**Task objective**.
Below, locate the line that contains "[bbox-request] tall stack". Repeat exactly from that line to the line that contains "[bbox-request] garage wing", inclusive, leaving out the pictures.

**Data provided**.
════════

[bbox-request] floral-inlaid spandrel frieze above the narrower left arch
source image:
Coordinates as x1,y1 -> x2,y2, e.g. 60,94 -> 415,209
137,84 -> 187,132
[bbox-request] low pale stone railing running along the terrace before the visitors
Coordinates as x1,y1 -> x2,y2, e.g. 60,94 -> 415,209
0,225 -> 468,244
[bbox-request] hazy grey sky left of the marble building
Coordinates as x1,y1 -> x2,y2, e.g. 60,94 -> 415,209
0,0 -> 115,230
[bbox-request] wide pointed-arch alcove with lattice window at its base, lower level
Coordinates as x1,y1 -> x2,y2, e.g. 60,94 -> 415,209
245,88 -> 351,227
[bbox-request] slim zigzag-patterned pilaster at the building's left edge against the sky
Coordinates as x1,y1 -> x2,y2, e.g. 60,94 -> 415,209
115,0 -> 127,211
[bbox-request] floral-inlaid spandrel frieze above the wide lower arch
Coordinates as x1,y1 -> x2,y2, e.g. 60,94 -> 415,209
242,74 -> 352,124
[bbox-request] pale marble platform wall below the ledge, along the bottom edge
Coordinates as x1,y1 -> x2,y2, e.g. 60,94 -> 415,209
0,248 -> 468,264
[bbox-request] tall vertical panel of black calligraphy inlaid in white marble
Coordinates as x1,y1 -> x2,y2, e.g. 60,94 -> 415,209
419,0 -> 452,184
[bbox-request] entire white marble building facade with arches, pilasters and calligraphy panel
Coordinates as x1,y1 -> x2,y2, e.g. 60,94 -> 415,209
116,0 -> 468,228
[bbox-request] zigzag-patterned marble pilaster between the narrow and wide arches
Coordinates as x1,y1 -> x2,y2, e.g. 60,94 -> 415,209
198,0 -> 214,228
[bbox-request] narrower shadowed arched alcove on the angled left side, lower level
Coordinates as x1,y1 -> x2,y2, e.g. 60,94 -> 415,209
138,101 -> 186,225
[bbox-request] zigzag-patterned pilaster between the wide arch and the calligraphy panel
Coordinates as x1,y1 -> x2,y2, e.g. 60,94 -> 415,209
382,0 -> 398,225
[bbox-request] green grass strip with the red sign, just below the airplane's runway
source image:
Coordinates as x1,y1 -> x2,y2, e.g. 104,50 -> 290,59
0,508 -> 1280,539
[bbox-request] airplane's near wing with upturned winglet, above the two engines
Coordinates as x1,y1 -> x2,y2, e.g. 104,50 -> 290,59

════════

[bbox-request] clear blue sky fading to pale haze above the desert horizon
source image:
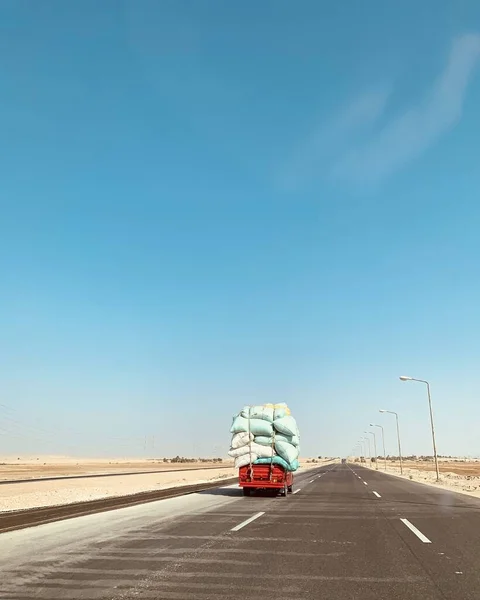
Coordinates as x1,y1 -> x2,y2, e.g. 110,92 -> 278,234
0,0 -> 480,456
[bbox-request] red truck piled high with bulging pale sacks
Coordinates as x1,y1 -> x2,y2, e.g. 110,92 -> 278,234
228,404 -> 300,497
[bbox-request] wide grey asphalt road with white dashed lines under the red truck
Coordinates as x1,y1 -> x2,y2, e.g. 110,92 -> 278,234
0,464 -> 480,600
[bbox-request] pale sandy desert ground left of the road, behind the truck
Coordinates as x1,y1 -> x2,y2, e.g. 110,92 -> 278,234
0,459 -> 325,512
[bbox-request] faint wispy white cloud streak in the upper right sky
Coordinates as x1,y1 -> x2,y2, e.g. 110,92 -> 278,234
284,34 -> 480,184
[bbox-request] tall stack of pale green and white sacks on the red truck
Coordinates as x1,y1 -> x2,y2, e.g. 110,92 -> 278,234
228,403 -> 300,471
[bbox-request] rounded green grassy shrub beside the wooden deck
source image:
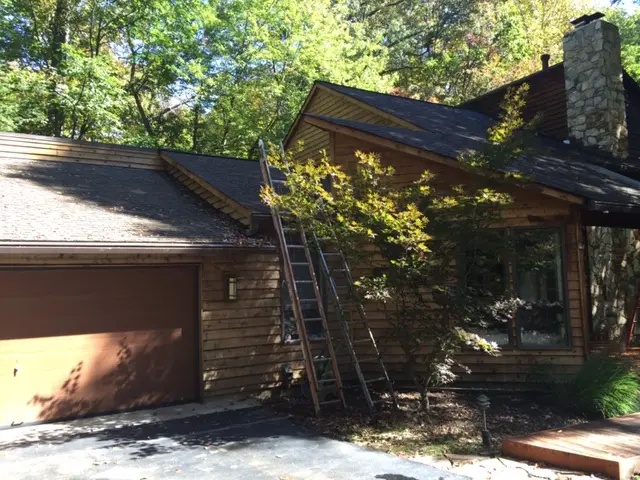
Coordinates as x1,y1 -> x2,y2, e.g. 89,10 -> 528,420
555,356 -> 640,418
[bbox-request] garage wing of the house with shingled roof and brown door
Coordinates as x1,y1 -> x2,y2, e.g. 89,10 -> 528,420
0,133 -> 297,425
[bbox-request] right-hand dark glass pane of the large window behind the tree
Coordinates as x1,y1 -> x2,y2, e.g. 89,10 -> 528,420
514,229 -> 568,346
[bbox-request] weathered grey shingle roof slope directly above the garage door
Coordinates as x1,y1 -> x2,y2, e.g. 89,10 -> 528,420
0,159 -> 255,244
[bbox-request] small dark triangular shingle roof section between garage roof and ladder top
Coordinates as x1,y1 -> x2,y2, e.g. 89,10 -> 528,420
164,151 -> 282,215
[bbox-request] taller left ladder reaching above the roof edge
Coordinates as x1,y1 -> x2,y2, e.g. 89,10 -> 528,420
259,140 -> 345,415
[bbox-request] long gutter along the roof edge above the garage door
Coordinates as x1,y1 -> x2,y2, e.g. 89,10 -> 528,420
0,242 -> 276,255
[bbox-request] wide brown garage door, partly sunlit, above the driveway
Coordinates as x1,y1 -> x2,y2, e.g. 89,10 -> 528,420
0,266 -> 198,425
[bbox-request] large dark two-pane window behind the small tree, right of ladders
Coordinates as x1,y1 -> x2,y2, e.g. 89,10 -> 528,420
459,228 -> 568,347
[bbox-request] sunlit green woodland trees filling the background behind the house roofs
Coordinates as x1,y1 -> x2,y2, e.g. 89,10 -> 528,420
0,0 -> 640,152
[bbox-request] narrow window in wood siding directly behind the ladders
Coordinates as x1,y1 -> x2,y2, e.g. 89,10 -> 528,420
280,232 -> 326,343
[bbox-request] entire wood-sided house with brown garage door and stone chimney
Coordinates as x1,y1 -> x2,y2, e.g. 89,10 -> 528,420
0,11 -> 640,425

════════

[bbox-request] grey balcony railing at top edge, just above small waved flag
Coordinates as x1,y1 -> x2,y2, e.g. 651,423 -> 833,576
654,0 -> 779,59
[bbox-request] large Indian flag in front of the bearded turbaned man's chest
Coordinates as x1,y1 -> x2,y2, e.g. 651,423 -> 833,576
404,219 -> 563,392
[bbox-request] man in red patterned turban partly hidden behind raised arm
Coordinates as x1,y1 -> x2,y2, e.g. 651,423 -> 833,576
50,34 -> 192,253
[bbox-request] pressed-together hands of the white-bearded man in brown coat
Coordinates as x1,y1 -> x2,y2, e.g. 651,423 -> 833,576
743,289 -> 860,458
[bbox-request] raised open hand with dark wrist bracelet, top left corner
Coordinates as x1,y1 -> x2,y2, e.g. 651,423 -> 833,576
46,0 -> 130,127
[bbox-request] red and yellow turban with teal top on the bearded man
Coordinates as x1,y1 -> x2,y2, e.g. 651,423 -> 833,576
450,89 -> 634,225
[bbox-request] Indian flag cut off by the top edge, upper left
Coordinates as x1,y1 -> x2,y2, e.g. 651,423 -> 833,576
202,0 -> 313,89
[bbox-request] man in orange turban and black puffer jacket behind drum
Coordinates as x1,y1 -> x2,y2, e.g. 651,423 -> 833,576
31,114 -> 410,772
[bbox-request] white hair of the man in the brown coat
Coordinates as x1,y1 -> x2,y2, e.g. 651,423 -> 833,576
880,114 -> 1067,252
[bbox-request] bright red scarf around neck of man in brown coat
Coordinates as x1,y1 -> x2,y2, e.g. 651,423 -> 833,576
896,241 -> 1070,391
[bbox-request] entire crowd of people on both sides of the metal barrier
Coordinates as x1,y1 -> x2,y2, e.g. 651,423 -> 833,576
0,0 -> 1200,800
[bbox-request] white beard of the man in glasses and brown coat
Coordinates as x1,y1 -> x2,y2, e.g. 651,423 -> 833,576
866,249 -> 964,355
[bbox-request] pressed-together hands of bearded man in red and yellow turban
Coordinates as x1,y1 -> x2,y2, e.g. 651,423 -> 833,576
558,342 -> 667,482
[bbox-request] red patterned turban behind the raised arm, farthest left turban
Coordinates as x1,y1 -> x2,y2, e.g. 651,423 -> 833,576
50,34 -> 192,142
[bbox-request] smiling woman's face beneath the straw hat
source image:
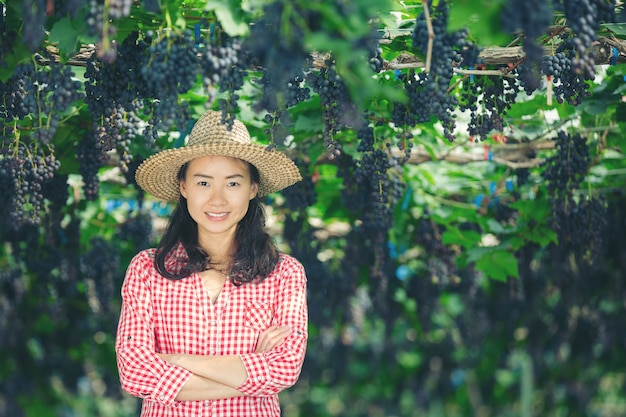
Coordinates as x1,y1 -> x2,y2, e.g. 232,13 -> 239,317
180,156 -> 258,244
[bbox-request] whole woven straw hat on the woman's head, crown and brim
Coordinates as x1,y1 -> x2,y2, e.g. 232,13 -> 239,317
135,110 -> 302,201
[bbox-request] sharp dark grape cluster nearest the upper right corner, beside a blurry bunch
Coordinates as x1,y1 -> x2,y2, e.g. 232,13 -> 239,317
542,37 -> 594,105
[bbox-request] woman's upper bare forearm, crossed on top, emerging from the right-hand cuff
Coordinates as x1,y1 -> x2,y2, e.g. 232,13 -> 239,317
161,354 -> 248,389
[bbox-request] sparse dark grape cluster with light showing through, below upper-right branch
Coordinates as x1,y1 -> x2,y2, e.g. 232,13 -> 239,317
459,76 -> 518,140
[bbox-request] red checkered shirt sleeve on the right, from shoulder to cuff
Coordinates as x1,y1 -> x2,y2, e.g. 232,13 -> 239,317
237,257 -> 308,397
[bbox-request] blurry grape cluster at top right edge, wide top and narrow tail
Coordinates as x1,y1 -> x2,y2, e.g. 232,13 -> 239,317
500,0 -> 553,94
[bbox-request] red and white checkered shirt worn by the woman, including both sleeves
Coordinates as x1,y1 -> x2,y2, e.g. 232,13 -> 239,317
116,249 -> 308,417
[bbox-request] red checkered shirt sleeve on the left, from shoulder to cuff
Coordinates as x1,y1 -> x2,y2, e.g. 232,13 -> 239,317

════════

**Response box**.
[bbox-request] tall stack of pale green and white sacks on the red truck
Coordinates as x1,y1 -> x2,y2, e.g. 110,92 -> 278,234
228,403 -> 300,471
[bbox-request] rounded green grassy shrub beside the wooden deck
source image:
Coordinates as x1,y1 -> x2,y2, e.g. 89,10 -> 528,420
555,356 -> 640,418
[bbox-request] garage wing of the house with shingled roof and brown door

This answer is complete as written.